■ Your objective
Reproduce verbatim the passage of the saguaro fruit post below from "Saguaro Fruit Para" to "cooks. Viva Latinoamerica!".

■ Excerpted passage
Saguaro Fruit Para el Calor

Thursday, July 05 2018 Written by

These past two weeks have been busy but nonetheless extremely informative and fun as I have been commuting back and forth from Coolidge to Tucson, Arizona for CPR and Wilderness First Aid training. I am starting to feel less of an outsider everyday despite my stereotypical Californian urge to wear shorts and sandals everywhere in this 100+ degree weather. I also have found myself feeling more comfortable living in a town far different than what I’m used to, you can even catch me watching World Cup games on Saturday mornings at the nearest Mexican restaurant cheering and celebrating with the cooks. Viva Latinoamerica!

I  spent three days at Saguaro National Park where I joined Sarah, LHIP intern, and Lupe, the Biological Science Technician, on a phenology project. We monitored 50 saguaros by taking photographs with what looks like a large selfie-stick. The pictures captured the top of the saguaros as tall as 40 feet and their arms. The focus was to capture the blooming of saguaro flowers and fruit to observe and document their effects under climate change.

I was impressed of how well Sarah and Lupe contributed to this project with their knowledge and their ability to work confidently with such an intimidating and heavy selfie stick, which was definitely a work out for me. In addition, I was introduced to the delicious and refreshing saguaro fruit for the first time. As we picked the fruit, I could not help but step back and reflect on the beauty of picking this sacred fruit from the same saguaros that once fed people of that land for hundreds of years.

On the other hand, this time around the park, the Four Southern Tribes crew have joined us to take advantage of the low summer visitation at Casa Grande National Monument and take on some summer projects. For two weeks we have worked hard with the rest of the park staff to work on sidewalk and compound backfill projects. The nights at the park do not seem so lonely with the company of the crew, the night owls, and the howling coyotes as we end our long nights with laughs and fire gatherings.

■ Information given
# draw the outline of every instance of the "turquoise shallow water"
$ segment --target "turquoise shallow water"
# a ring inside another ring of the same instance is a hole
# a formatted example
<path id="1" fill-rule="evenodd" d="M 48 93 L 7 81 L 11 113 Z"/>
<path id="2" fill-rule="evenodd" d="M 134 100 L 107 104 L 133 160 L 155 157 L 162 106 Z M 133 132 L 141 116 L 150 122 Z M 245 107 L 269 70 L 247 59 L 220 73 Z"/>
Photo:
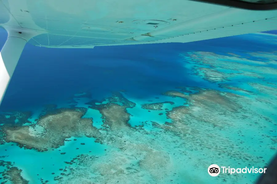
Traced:
<path id="1" fill-rule="evenodd" d="M 63 58 L 46 49 L 31 58 L 40 51 L 27 46 L 1 107 L 0 181 L 254 183 L 259 174 L 207 170 L 266 168 L 276 153 L 276 38 L 74 49 Z"/>

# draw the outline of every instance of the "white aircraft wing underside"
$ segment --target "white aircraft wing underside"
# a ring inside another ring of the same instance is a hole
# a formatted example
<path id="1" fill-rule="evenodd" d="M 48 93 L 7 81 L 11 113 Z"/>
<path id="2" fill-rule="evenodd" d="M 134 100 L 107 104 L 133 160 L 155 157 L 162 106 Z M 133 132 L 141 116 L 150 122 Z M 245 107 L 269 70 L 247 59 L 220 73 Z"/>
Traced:
<path id="1" fill-rule="evenodd" d="M 49 47 L 185 43 L 277 29 L 277 10 L 187 0 L 0 0 L 0 25 L 41 31 Z"/>

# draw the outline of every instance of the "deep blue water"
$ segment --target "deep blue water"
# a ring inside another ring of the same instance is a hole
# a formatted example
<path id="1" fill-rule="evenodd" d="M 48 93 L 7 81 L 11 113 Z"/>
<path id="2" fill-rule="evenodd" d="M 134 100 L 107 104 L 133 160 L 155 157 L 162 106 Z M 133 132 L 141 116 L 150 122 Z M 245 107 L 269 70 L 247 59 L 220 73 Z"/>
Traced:
<path id="1" fill-rule="evenodd" d="M 0 107 L 0 182 L 253 183 L 207 168 L 266 167 L 276 154 L 276 38 L 27 44 Z"/>
<path id="2" fill-rule="evenodd" d="M 0 34 L 0 46 L 6 33 Z M 180 52 L 268 51 L 268 43 L 247 35 L 187 43 L 96 47 L 93 49 L 40 48 L 27 44 L 11 79 L 0 110 L 26 110 L 58 103 L 74 94 L 90 91 L 100 100 L 124 90 L 135 98 L 159 94 L 180 86 L 212 88 L 196 81 L 182 67 Z M 228 43 L 226 44 L 226 43 Z M 277 49 L 272 45 L 270 50 Z M 116 76 L 116 79 L 115 77 Z"/>

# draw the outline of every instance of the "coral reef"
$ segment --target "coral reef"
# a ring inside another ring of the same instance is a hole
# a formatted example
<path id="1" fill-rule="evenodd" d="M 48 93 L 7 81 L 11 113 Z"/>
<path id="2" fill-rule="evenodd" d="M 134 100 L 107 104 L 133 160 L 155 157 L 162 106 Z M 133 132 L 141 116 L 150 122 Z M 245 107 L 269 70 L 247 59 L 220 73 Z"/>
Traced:
<path id="1" fill-rule="evenodd" d="M 234 91 L 242 91 L 245 92 L 247 93 L 252 93 L 253 91 L 249 91 L 248 90 L 246 90 L 242 88 L 234 86 L 231 86 L 230 85 L 226 84 L 219 84 L 218 85 L 219 87 L 225 89 L 228 89 L 228 90 L 234 90 Z"/>
<path id="2" fill-rule="evenodd" d="M 28 119 L 31 117 L 31 112 L 15 111 L 0 113 L 0 124 L 14 124 L 22 125 L 26 123 L 30 123 Z"/>
<path id="3" fill-rule="evenodd" d="M 109 102 L 102 104 L 107 101 Z M 104 99 L 102 102 L 93 100 L 86 104 L 90 105 L 89 108 L 99 111 L 103 120 L 102 126 L 111 130 L 130 127 L 128 122 L 130 115 L 126 109 L 133 108 L 136 105 L 135 103 L 128 100 L 119 92 L 114 92 L 112 96 Z"/>
<path id="4" fill-rule="evenodd" d="M 181 92 L 179 92 L 177 91 L 174 90 L 168 91 L 165 93 L 164 93 L 163 94 L 165 96 L 171 97 L 178 97 L 182 98 L 186 98 L 187 96 L 187 95 L 182 93 L 181 93 Z"/>
<path id="5" fill-rule="evenodd" d="M 141 105 L 141 108 L 144 109 L 152 110 L 163 110 L 163 106 L 165 104 L 170 104 L 171 105 L 174 104 L 172 102 L 165 102 L 158 103 L 154 103 L 151 104 L 144 104 Z"/>
<path id="6" fill-rule="evenodd" d="M 55 113 L 41 117 L 36 125 L 4 125 L 2 129 L 6 142 L 16 143 L 27 149 L 46 151 L 64 145 L 65 139 L 71 136 L 96 137 L 99 135 L 97 129 L 92 125 L 92 120 L 82 118 L 86 111 L 81 108 L 57 109 Z M 42 128 L 42 132 L 36 131 L 38 127 Z"/>
<path id="7" fill-rule="evenodd" d="M 3 183 L 9 180 L 12 184 L 27 184 L 29 182 L 21 175 L 22 170 L 14 166 L 10 162 L 0 160 L 0 166 L 4 167 L 6 169 L 4 172 L 1 172 L 2 179 L 5 181 Z M 5 181 L 6 180 L 6 181 Z"/>

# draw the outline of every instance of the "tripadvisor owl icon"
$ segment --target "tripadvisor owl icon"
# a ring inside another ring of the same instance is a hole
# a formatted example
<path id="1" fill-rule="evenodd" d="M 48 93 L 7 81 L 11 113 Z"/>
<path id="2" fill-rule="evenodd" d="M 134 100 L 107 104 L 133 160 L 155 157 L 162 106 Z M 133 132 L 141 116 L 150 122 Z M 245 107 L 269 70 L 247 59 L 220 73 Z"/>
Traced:
<path id="1" fill-rule="evenodd" d="M 220 168 L 216 164 L 212 164 L 208 168 L 208 173 L 212 176 L 217 176 L 220 173 Z"/>

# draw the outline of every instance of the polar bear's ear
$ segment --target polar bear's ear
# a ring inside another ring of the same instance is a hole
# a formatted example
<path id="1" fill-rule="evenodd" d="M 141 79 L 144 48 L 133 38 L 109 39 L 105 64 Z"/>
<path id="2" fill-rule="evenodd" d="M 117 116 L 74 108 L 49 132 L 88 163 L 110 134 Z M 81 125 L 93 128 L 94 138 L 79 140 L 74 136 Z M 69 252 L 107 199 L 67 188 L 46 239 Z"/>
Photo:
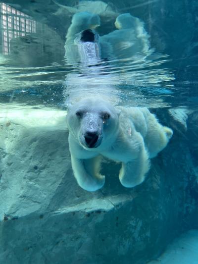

■ Written solution
Saguaro Fruit Para el Calor

Thursday, July 05 2018 Written by

These past two weeks have been busy but nonetheless extremely informative and fun as I have been commuting back and forth from Coolidge to Tucson, Arizona for CPR and Wilderness First Aid training. I am starting to feel less of an outsider everyday despite my stereotypical Californian urge to wear shorts and sandals everywhere in this 100+ degree weather. I also have found myself feeling more comfortable living in a town far different than what I’m used to, you can even catch me watching World Cup games on Saturday mornings at the nearest Mexican restaurant cheering and celebrating with the cooks. Viva Latinoamerica!